======== Trecho para análise ========

Achou desnecessário mencionar que, para isso,
rompeu uma tradição de 53 anos ao defenestrar os 18 democratas do corpo gestor
de 36 integrantes. Desde sua fundação em 1971, este oásis cultural era uma das
poucas instituições federais equanimemente dividida entre republicanos e
democratas, com mandatos de 6 anos.
O choque no mundo das artes foi brutal — para
estes tempos de carnaval no Brasil, algo como Jair Bolsonaro comunicar aos
cariocas que se tornara, numa virada de mesa, presidente da Portela ou da
Mangueira. Em seu primeiro mandato, nas noites de gala da casa, Trump sempre
deixara vazio o camarote reservado ao chefe da nação. Talvez por receio de ser
vaiado, de não saber quando e se aplaudir ou por falta de apetite mesmo. No
palco ou na plateia, a turma não era a dele. Vale lembrar que o Kennedy Center
foi inaugurado com nada menos que uma missa composta especialmente por Leonard
Bernstein, com canto, dramaturgia, e balé de Alvin Ailey.
Deborah Rutter, a presidente do Conselho
agora defenestrada, lançou um alerta na despedida. “Artistas mostram a gama de
emoções da vida — as maiores alturas da alegria e as profundezas do desespero.
Eles seguram um espelho para o mundo, refletindo quem somos e ecoando nossas
histórias. O trabalho deles nem sempre nos faz sentir confortáveis, mas lança
luz sobre a verdade”, escreveu. “Assim como nossa própria democracia, a
expressão artística deve ser nutrida, fomentada, priorizada e protegida. Não é
uma empreitada passiva.”

======== Material fornecido ========

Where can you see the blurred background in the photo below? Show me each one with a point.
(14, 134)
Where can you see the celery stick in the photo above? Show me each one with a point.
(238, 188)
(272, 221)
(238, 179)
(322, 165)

========

* O que fazer *
Transforme em lista o parágrafo do trecho para análise que começa com "O choque no mundo das artes", conservando os fatos principais.

* Resposta abaixo *
- O choque no mundo das artes foi brutal, comparável, neste carnaval, a Jair Bolsonaro anunciar aos cariocas que virou presidente da Portela ou da Mangueira.
- No primeiro mandato, Trump sempre deixou vazio o camarote do chefe da nação nas noites de gala da casa.
- Os motivos talvez fossem receio de vaia, não saber quando aplaudir ou simples falta de vontade.
- No palco ou na plateia, aquela turma não era a dele.
- O Kennedy Center foi inaugurado com uma missa composta por Leonard Bernstein, com canto, dramaturgia e balé de Alvin Ailey.